▶ Material provided
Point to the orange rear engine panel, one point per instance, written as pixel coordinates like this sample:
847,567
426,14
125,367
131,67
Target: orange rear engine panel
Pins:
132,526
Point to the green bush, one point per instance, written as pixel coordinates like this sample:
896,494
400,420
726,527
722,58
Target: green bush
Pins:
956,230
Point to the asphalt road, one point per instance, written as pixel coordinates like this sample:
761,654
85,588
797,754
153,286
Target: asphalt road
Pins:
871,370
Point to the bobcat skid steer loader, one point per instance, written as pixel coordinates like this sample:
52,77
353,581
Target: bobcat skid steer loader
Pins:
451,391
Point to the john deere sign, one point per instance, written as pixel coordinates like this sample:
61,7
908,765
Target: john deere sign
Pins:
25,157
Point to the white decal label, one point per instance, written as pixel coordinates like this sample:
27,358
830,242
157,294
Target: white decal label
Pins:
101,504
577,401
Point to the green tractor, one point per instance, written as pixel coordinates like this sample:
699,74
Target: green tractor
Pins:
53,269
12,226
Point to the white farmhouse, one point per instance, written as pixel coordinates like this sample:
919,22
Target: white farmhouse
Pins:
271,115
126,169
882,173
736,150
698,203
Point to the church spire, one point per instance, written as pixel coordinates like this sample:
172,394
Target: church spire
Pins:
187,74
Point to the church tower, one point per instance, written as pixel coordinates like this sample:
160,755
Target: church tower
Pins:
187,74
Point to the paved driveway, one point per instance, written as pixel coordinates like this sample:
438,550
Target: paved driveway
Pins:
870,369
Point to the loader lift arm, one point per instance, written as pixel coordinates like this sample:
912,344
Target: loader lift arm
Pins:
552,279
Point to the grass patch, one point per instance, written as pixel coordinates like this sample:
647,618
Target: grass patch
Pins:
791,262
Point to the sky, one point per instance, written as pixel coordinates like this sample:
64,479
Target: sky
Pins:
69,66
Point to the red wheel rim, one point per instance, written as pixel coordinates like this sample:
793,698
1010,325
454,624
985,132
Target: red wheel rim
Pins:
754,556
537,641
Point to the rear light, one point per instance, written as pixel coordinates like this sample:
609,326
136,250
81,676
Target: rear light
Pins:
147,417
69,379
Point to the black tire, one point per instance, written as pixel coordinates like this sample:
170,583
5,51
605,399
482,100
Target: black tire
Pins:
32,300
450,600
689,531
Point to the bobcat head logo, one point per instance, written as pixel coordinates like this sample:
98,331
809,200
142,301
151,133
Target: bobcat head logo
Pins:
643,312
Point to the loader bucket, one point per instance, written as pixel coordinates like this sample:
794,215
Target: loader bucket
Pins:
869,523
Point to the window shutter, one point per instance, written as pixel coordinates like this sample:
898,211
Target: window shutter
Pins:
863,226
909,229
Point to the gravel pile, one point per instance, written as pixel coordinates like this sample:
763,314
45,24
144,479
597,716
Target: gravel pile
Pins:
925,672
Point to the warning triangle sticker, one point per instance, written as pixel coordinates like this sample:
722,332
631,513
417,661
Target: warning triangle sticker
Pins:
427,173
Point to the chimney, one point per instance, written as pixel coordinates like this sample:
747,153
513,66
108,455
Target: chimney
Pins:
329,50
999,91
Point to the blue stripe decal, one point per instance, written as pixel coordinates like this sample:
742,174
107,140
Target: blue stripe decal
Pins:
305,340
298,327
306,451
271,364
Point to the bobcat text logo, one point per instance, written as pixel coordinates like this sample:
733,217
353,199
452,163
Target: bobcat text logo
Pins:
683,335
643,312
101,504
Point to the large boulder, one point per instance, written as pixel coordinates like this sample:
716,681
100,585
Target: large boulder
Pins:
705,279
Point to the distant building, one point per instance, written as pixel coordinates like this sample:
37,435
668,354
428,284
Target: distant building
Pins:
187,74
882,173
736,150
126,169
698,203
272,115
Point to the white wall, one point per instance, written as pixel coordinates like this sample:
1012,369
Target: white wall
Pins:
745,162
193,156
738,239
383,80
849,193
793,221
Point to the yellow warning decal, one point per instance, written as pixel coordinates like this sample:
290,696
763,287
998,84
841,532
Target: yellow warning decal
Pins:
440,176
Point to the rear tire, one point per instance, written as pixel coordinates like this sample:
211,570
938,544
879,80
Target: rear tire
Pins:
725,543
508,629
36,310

▶ Task prompt
Please format the whole listing above as a JSON list of strings, one string per line, leaving out any blank lines.

▶ Result of the exercise
[
  "Point to the orange rear engine panel, one point per instance, written as pixel coordinates like this sample:",
  "847,567",
  "426,14",
  "125,367",
  "131,67",
  "Target: orange rear engine panel",
  "Pins:",
  "132,526",
  "Point to the green bush, one point per instance, written as pixel coordinates like this sample:",
  "896,494",
  "400,420",
  "726,527",
  "722,58",
  "Target: green bush",
  "Pins:",
  "956,230",
  "Point to the asphalt road, one point per instance, written as pixel coordinates like this sample:",
  "761,654",
  "85,588",
  "797,754",
  "153,286",
  "Target: asphalt road",
  "Pins:",
  "871,370",
  "Point to the bobcat skid steer loader, one point per instance, written as pixel coordinates like this sample:",
  "52,77",
  "353,581",
  "Target: bobcat skid steer loader",
  "Pins:",
  "451,391",
  "Point to the john deere sign, one point per instance, written as pixel coordinates like this sample:",
  "61,7",
  "908,765",
  "Target: john deere sign",
  "Pins:",
  "25,157",
  "Point to the white decal label, one point per instance, written as pixel coordinates like this sample:",
  "27,358",
  "830,242",
  "157,294",
  "Target: white decal label",
  "Pins:",
  "101,504",
  "577,401",
  "Point to the green tractor, one point per instance, written as pixel coordinates like this sample:",
  "699,74",
  "Target: green tractor",
  "Pins:",
  "53,269",
  "12,226",
  "Point to the white farmhouse, one point per instance, written as pixel coordinates like this sample:",
  "919,22",
  "Target: white farmhouse",
  "Pins:",
  "271,115",
  "126,169",
  "882,173",
  "736,150",
  "698,203",
  "Point to the church spire, one point per instance, written as pixel coordinates like this sample:",
  "172,394",
  "Target: church spire",
  "Pins:",
  "187,74",
  "Point to the church tower, one point per instance, written as pixel coordinates like this sample:",
  "160,755",
  "Target: church tower",
  "Pins:",
  "187,74",
  "Point to the paved driveway, one point per instance, written as pixel coordinates like this sample:",
  "438,550",
  "Target: paved driveway",
  "Pins:",
  "870,369",
  "Point to the loader lift arm, one point per instance, written as pixel coordinates like this sample:",
  "912,344",
  "Target: loader lift arm",
  "Pins:",
  "552,279",
  "Point to the grass patch, one point per instance, written as pixel coordinates like this sample:",
  "647,618",
  "Target: grass patch",
  "Pins:",
  "791,262",
  "Point to the sky, one point per instance, written as pixel coordinates like this sample:",
  "64,479",
  "Target: sky",
  "Pins:",
  "69,66",
  "Point to the red wheel rim, one point per instance, written as pixel coordinates like this sample:",
  "793,698",
  "1010,325",
  "454,624",
  "985,132",
  "Target: red wheel rim",
  "Pins:",
  "754,556",
  "537,641",
  "Point to the rear light, one point per instance, written as pixel coordinates like this sample:",
  "609,326",
  "136,250",
  "81,676",
  "Target: rear light",
  "Pins:",
  "147,417",
  "69,379",
  "Point to the black tire, one point per instance, written as pixel coordinates like this sample:",
  "170,583",
  "5,51",
  "605,399",
  "482,100",
  "Target: black tire",
  "Pins:",
  "32,300",
  "450,600",
  "689,531",
  "Point to the bobcat head logo, one point per instance, written as pixel coordinates like this sample:",
  "98,331",
  "809,200",
  "142,301",
  "151,133",
  "Target: bobcat head logo",
  "Pins:",
  "643,312",
  "Point to the loader bucket, one point per instance, written as pixel coordinates like this sample:",
  "794,215",
  "Target: loader bucket",
  "Pins:",
  "869,523",
  "Point to the window shutter, one point per instance, written as pixel coordinates like this sample:",
  "898,211",
  "Target: window shutter",
  "Pins:",
  "863,226",
  "909,229",
  "Point to the gravel pile, one point per instance, written as pixel coordinates like this sample:",
  "763,314",
  "45,24",
  "144,479",
  "597,716",
  "Target: gravel pile",
  "Pins:",
  "925,672",
  "Point to the warning triangle sticker, one point per instance, written as pixel coordinates like this sample:",
  "722,332",
  "631,513",
  "417,661",
  "Target: warning triangle sticker",
  "Pins:",
  "427,173",
  "Point to the chimney, one point per instance, written as pixel coordinates like this sample:",
  "747,153",
  "513,66",
  "108,455",
  "Target: chimney",
  "Pins:",
  "329,50",
  "999,91",
  "Point to the blue stripe decal, one point per instance, written as pixel coordinates like this sample:",
  "742,174",
  "107,140",
  "Target: blue stripe decal",
  "Pins:",
  "305,340",
  "298,327",
  "306,451",
  "271,364",
  "Point to the bobcat text logo, one point per instance, written as pixel coordinates like this sample:",
  "733,217",
  "353,199",
  "452,163",
  "Target: bobcat text logo",
  "Pins:",
  "683,335",
  "643,312",
  "101,504",
  "Point to the large boulder, one point per instance, written as pixel coordinates like this sample:",
  "716,681",
  "100,585",
  "Target: large boulder",
  "Pins:",
  "705,279",
  "Point to the distant building, one point per instance, written as pixel coordinates like this sample:",
  "37,435",
  "668,354",
  "428,284",
  "Target: distant building",
  "Pins:",
  "187,74",
  "882,173",
  "736,150",
  "126,169",
  "698,203",
  "272,115",
  "Point to the white wall, one point per instance, written as pixel coordinates like this sample:",
  "1012,369",
  "Target: white wall",
  "Pins:",
  "745,162",
  "193,156",
  "738,239",
  "383,80",
  "849,193",
  "793,221",
  "Point to the yellow warning decal, one point per instance, written as pixel coordinates like this sample:",
  "290,696",
  "763,287",
  "998,84",
  "841,532",
  "Target: yellow warning decal",
  "Pins:",
  "440,176",
  "Point to the rear tire, one point per instance, written as pixel coordinates like this sample:",
  "211,570",
  "938,544",
  "879,80",
  "Target: rear tire",
  "Pins:",
  "725,543",
  "508,629",
  "36,310"
]